_YOUR GOAL_:
Rewrite the items below, switching "instance" to "occurrence" everywhere in them and changing nothing else. Leave the pictures out of your answer.

_TASK INPUTS_:
• • • • • • •
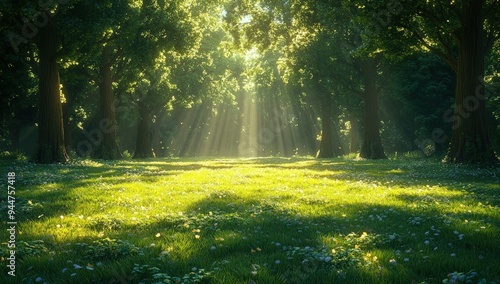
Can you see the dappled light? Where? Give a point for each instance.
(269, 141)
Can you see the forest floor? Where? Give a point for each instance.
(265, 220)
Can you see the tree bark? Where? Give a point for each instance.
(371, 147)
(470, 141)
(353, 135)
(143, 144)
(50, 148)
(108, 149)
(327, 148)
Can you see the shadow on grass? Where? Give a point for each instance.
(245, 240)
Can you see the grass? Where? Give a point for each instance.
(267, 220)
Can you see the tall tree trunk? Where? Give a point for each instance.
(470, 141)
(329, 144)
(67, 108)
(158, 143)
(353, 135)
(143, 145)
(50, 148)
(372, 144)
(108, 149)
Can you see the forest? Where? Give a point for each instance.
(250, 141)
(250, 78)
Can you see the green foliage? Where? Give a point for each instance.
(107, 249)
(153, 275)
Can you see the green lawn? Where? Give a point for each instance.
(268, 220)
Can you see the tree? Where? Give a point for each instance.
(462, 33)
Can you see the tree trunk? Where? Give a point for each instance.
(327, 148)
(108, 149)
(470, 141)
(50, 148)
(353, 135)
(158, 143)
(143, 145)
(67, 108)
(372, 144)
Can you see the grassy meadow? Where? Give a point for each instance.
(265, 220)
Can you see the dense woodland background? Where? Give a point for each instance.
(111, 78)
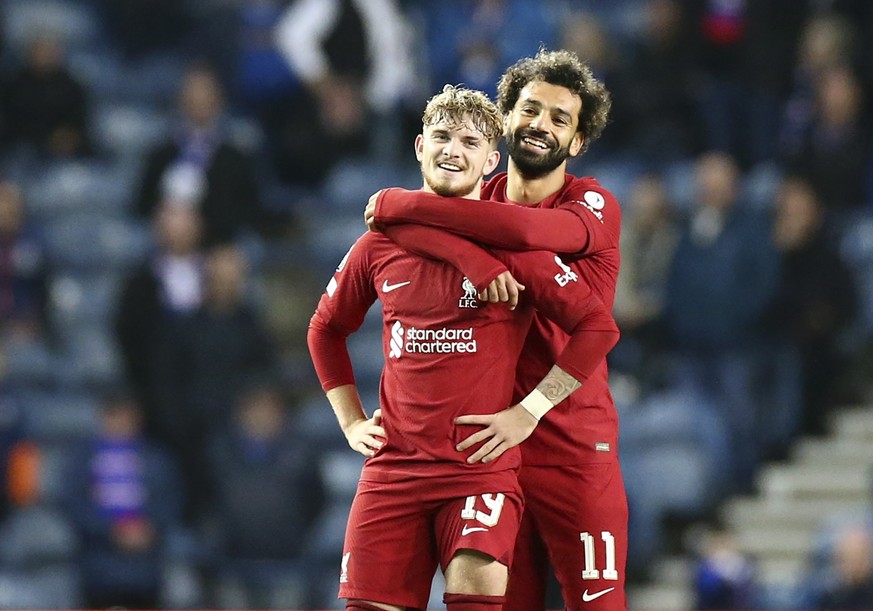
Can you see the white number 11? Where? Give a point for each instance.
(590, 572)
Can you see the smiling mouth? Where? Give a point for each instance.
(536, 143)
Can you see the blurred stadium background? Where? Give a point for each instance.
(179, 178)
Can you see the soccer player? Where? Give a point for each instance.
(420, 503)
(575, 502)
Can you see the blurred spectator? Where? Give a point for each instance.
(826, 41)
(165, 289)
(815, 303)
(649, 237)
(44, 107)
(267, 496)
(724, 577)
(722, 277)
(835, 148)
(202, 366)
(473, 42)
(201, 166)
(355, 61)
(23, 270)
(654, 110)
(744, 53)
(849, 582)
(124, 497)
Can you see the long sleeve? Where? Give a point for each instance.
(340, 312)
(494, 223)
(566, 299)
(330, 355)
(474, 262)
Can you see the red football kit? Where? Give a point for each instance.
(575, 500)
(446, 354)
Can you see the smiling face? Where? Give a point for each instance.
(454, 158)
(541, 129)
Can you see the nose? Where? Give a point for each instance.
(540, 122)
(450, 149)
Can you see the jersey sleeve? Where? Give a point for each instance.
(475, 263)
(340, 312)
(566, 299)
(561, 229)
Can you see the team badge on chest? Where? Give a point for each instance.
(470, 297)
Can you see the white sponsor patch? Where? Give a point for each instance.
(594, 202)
• • • • • • •
_RESPONSE_:
Can you see the dappled light? Where? Give a point for each occurrence.
(269, 141)
Can you see the forest floor? Where? Give a point for each occurrence.
(265, 220)
Can you see the tree bark? Where? Give a point for each occurrence.
(371, 147)
(470, 141)
(353, 135)
(143, 144)
(50, 148)
(108, 149)
(327, 148)
Can you see the shadow on grass? Where? Give a point for each occurrence.
(245, 240)
Can you see the grass? Where? Give a point for each occurrence.
(267, 220)
Can you see the tall tree trunk? Where? Give a point for each occurrence.
(470, 141)
(329, 144)
(67, 108)
(158, 143)
(353, 135)
(143, 145)
(50, 148)
(372, 144)
(108, 149)
Can you see the forest? Where? Give a point for each occurrence.
(250, 141)
(250, 78)
Can you see the green foliage? Where? Give a point for each occurrence.
(107, 249)
(153, 275)
Can you see the green lawn? Where? Give a point for each occurrence.
(268, 220)
Can you see the tree? Where? Give a point for each occurrence.
(462, 33)
Can you see the tree trunk? Where? Give a point for each occurrence.
(327, 148)
(108, 149)
(470, 141)
(50, 148)
(353, 135)
(158, 143)
(143, 145)
(67, 108)
(372, 144)
Can you see the grassy meadow? Where? Give a point for each occurrence.
(265, 220)
Can you see the dense woodland background? Where? Give a point for each occurrence.
(111, 78)
Can you see the white number 11? Where? Give a point for each occurrence.
(590, 572)
Can you see the smiling mouth? Where? Give a point for each occurrence.
(536, 143)
Can you see the blurred stadium background? Where? Give a point for each occurrence.
(179, 178)
Can you see the soccer player? Where? Give a point for each occurrence.
(420, 503)
(575, 502)
Can you see the blurred spectator? Where? Give a point for each occurrence.
(826, 41)
(165, 289)
(815, 303)
(649, 237)
(44, 107)
(267, 496)
(724, 577)
(722, 277)
(835, 148)
(202, 366)
(473, 42)
(201, 166)
(355, 61)
(23, 270)
(654, 110)
(744, 53)
(849, 582)
(124, 497)
Can you see the long sleeve? Where? Give a point for each occurrence.
(340, 312)
(494, 223)
(566, 299)
(330, 355)
(474, 262)
Can you see the red football kit? Where? Give a point for each occurrence.
(575, 500)
(446, 354)
Can you see the smiling face? Where? Give a point for each occurrence.
(454, 158)
(541, 129)
Can you see the nose? Where? Give a point for each occurrence.
(540, 122)
(450, 149)
Can you see the jersey sleeve? Where? Give a point for each occurrence.
(475, 263)
(340, 312)
(566, 299)
(561, 229)
Can you see the team badge on chest? Where? Give a point for each occurrence.
(470, 297)
Can you see the white sponsor patch? Where? Give a point for each occurrence.
(594, 202)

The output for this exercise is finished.